OBJECTIVE |
Could you rewrite the records beginning at the line containing "Would you be able to pick out the asphalt" and continuing through the end of the records, swapping "pick out" for "locate" and leaving everything else unchanged?

ENTRIES |
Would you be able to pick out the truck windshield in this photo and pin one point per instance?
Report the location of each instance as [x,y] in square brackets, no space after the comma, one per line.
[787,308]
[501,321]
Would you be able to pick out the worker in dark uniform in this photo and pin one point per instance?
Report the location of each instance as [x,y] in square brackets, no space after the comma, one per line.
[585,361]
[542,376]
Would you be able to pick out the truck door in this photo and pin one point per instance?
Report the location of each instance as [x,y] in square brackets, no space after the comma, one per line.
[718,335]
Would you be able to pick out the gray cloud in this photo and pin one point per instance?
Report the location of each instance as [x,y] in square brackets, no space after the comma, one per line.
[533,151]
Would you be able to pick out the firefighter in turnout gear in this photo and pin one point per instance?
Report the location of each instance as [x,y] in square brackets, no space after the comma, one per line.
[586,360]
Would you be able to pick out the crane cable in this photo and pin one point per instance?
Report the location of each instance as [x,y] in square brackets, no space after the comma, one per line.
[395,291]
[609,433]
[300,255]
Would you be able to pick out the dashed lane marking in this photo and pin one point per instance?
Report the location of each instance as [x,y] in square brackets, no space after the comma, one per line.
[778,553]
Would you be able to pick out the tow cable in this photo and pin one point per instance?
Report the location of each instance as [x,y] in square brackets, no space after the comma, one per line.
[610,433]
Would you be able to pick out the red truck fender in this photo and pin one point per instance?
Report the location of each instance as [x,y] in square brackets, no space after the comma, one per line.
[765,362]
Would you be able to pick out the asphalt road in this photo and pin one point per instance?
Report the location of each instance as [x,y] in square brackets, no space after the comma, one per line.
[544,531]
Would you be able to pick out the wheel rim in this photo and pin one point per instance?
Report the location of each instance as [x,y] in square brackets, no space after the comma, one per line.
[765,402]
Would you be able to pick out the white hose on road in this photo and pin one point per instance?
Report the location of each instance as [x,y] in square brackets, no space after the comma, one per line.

FINISHED EXERCISE |
Would you be able to locate the asphalt road in this photo and pin one point per instance?
Report the location of each instance as [x,y] in square brackets, no space after the comma, one per line.
[544,531]
Would you be able to locate the wheel rim in this photo and pin one point per instance?
Report the location of each instance as [x,y] in square brackets, no space after the comma, one per line.
[765,402]
Would you be able to locate the white hose on road in this photo and pin one point per instance?
Report the location of each instance as [x,y] in square brackets, no space after the comma, one per line.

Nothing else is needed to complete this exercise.